* **Your objective**
Could you reproduce, word for word, the stretch of records below from the line containing "Question. Locate the distant" through the line containing "x=644 y=288", and output only those lines?

* **Input data**
◆ ◆ ◆

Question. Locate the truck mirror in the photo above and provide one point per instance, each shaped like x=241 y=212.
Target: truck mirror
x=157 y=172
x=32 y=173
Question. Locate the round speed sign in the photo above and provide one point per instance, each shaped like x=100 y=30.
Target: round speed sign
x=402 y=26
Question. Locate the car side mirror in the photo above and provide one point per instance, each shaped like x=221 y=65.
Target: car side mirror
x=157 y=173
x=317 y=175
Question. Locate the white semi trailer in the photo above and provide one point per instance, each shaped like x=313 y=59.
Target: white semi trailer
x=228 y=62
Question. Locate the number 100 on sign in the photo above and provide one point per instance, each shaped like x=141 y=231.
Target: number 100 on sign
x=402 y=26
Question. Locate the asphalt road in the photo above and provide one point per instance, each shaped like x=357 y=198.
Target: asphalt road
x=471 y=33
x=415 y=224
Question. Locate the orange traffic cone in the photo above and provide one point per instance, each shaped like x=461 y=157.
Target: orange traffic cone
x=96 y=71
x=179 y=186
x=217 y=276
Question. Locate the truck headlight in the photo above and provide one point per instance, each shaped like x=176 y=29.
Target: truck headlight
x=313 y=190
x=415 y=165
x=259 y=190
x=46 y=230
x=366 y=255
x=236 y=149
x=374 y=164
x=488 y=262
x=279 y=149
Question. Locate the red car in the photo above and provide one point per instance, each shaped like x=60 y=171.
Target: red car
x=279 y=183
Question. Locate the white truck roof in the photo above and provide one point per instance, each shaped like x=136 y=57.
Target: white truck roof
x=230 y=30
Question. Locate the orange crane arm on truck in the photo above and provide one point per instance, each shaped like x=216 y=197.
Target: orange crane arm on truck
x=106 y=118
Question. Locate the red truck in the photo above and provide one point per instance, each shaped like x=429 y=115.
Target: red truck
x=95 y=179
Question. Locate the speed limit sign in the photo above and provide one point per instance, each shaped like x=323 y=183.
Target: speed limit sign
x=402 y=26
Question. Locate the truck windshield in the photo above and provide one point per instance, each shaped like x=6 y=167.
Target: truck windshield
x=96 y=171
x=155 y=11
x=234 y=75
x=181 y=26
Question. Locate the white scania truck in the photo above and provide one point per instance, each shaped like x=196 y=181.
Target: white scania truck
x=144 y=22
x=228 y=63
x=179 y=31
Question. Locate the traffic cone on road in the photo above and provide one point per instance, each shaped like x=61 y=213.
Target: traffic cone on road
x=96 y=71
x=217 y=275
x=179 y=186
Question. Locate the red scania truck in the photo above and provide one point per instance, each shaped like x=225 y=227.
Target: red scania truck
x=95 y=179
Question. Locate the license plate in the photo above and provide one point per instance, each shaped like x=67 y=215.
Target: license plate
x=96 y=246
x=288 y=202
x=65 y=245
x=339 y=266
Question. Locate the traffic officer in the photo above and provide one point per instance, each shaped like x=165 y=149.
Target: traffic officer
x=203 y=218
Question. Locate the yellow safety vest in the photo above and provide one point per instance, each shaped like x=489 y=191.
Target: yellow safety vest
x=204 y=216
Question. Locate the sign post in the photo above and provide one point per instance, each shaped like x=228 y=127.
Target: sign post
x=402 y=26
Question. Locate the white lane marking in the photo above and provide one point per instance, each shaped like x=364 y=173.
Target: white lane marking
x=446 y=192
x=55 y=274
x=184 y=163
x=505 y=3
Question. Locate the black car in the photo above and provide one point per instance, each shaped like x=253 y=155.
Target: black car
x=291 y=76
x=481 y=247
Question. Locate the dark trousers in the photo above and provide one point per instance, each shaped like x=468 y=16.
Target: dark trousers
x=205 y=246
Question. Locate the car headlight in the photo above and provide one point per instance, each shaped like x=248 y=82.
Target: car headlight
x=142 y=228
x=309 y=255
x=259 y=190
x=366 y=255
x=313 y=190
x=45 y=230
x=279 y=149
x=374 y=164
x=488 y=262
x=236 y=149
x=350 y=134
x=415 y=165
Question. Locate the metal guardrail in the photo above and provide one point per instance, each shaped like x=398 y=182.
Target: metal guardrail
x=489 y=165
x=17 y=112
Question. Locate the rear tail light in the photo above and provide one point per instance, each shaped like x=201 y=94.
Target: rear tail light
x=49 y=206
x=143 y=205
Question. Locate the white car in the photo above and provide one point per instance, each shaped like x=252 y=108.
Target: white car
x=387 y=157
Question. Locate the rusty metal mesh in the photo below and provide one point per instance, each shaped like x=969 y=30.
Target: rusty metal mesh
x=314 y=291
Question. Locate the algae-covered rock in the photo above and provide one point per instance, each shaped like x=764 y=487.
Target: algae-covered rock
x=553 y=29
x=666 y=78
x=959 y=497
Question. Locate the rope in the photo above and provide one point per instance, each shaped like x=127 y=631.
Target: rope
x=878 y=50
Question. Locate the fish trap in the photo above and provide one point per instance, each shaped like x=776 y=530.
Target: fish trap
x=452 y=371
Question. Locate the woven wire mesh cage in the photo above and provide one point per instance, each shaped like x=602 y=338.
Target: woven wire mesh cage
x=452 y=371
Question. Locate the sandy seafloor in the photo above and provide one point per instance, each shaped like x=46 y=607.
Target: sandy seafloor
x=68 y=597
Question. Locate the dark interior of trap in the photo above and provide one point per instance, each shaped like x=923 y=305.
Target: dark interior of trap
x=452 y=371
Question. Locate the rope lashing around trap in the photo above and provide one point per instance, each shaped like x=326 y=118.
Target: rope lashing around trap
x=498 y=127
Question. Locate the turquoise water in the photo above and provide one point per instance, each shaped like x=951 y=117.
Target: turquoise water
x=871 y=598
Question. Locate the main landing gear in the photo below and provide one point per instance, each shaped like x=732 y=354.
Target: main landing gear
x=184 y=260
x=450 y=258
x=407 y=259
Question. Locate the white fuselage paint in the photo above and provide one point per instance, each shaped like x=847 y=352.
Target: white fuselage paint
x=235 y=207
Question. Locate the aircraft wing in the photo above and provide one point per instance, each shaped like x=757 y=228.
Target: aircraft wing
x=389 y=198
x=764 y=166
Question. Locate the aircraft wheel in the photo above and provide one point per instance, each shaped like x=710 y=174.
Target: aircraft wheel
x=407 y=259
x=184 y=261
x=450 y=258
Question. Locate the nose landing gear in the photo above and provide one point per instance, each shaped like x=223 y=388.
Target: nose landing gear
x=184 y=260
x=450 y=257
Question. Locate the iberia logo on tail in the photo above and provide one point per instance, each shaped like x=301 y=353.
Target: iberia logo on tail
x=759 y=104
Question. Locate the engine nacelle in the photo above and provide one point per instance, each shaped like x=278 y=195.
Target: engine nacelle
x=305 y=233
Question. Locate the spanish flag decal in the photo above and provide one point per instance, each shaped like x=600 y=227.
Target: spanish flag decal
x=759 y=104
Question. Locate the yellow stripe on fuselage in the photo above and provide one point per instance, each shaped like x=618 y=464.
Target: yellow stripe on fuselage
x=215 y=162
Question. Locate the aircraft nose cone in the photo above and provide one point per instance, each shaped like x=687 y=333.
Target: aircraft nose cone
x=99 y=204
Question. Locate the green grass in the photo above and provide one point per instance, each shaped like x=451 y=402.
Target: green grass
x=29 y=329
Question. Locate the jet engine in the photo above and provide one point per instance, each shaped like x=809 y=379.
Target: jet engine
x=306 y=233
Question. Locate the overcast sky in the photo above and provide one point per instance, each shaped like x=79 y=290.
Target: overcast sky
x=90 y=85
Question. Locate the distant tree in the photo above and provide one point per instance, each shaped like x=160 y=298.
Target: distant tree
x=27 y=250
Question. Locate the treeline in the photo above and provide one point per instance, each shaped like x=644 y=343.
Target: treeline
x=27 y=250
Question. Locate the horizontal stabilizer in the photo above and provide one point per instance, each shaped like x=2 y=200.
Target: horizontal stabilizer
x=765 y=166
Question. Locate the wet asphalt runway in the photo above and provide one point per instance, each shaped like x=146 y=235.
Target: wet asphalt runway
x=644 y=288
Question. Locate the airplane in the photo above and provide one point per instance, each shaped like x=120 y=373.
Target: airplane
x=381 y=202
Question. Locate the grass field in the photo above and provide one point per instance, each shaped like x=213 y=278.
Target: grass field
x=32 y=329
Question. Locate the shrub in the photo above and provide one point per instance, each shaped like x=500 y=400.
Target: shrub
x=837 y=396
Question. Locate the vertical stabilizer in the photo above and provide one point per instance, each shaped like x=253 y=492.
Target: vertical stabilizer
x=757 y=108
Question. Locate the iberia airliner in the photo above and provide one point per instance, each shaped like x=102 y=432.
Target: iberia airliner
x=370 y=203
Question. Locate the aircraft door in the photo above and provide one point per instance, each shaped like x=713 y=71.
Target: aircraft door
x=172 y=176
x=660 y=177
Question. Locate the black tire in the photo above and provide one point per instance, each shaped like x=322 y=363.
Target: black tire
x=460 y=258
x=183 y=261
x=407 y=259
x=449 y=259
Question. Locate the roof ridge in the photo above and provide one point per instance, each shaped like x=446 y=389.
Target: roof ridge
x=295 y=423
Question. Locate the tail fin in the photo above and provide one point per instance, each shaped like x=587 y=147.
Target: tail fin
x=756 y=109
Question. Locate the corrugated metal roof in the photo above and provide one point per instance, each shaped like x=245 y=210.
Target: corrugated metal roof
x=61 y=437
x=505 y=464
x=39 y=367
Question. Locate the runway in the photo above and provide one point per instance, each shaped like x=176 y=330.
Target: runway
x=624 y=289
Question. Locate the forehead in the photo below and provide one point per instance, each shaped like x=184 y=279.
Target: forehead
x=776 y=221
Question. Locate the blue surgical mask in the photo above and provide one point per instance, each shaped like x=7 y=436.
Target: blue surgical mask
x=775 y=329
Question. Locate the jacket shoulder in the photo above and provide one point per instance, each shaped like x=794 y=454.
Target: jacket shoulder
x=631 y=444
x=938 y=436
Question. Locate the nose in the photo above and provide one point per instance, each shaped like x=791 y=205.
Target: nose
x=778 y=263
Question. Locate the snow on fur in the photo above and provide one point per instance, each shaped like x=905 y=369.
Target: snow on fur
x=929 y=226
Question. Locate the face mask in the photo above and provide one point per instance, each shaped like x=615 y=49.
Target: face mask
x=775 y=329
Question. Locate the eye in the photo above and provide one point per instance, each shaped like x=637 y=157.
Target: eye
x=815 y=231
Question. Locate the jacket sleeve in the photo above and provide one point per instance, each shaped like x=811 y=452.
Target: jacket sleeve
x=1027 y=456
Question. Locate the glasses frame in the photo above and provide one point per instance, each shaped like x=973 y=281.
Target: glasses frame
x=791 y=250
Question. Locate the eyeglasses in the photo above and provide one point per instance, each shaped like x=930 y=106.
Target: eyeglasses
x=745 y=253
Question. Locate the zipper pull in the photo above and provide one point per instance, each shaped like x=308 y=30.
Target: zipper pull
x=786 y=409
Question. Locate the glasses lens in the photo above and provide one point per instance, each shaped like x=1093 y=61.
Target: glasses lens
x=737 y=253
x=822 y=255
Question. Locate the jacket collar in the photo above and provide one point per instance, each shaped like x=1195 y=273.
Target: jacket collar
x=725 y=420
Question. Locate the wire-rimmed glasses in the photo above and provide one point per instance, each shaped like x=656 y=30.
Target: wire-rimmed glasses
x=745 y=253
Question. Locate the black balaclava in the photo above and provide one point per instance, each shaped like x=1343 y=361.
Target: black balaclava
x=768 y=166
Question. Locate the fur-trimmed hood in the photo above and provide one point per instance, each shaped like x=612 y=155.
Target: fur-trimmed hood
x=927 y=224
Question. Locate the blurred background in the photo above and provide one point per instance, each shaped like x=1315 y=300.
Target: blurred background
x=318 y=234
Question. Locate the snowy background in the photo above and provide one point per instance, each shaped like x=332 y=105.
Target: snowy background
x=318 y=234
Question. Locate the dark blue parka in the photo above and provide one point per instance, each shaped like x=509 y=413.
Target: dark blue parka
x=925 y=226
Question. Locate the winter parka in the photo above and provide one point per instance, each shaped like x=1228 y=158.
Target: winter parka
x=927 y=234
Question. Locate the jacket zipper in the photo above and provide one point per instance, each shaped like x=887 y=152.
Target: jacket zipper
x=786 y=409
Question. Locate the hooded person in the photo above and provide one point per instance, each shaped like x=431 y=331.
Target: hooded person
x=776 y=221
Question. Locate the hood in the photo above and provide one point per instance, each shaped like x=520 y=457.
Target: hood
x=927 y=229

◆ ◆ ◆

* **Exercise response**
Question. Locate the distant tree in the photo above and provide one point per instance, each shaped like x=160 y=298.
Target: distant tree
x=27 y=250
Question. Locate the treeline in the photo above and provide one point per instance, each shaped like x=644 y=343.
Target: treeline
x=27 y=250
Question. Locate the horizontal stabilizer in the photo above and provide one point per instance, each shaped like x=2 y=200.
Target: horizontal stabilizer
x=765 y=166
Question. Locate the wet asphalt runway in the photo above and provide one point per instance, each shaped like x=146 y=235.
Target: wet asphalt runway
x=644 y=288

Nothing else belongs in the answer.